WHAT THE TASK ASKS — Lines with "green": report how many there are in the listing below, giving the number and nothing else.

MATERIAL TO PROCESS —
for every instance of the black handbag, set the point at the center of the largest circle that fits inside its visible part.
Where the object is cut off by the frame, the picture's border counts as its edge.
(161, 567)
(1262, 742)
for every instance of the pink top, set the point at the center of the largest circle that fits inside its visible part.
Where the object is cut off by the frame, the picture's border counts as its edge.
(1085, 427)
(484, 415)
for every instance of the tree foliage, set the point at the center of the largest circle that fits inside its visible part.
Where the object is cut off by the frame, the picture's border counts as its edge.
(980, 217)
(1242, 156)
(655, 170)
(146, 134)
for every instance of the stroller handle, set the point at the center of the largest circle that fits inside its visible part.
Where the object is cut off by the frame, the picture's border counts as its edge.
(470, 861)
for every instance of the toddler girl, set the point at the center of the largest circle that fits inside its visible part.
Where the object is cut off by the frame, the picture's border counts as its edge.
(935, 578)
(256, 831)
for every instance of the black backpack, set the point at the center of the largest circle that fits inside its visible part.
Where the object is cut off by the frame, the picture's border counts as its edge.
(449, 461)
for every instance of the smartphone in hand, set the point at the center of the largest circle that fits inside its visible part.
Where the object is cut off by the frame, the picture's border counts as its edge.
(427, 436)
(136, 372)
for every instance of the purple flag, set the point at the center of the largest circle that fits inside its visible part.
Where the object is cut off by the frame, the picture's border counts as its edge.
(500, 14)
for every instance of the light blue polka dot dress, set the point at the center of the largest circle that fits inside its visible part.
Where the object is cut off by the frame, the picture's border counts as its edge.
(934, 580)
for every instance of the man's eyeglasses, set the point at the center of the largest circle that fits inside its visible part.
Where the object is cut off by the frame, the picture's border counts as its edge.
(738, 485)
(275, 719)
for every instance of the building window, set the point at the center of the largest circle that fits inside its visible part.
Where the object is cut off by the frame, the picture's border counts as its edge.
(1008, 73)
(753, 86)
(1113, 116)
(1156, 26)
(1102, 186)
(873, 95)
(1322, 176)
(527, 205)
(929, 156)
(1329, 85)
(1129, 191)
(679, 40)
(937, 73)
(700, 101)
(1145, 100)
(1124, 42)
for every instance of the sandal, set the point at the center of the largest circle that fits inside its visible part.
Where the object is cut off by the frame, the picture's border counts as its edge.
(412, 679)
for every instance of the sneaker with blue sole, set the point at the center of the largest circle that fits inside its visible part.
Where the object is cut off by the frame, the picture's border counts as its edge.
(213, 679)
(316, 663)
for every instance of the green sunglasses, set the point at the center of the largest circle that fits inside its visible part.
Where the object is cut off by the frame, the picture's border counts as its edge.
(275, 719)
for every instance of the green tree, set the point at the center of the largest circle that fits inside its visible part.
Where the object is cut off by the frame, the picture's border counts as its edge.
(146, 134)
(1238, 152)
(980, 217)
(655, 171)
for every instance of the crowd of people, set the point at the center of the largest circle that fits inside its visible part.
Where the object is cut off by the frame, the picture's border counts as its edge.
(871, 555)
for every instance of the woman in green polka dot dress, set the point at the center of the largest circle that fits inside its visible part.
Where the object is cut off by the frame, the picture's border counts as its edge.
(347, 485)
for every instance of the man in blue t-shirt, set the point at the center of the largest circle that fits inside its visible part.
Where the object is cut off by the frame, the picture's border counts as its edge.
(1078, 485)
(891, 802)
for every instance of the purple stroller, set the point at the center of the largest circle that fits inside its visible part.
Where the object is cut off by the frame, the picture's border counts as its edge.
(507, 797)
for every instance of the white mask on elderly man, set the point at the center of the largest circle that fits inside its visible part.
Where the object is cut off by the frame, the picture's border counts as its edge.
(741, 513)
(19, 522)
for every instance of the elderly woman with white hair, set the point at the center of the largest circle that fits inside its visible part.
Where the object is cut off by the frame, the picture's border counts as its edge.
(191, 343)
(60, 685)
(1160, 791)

ANSWER AREA — 3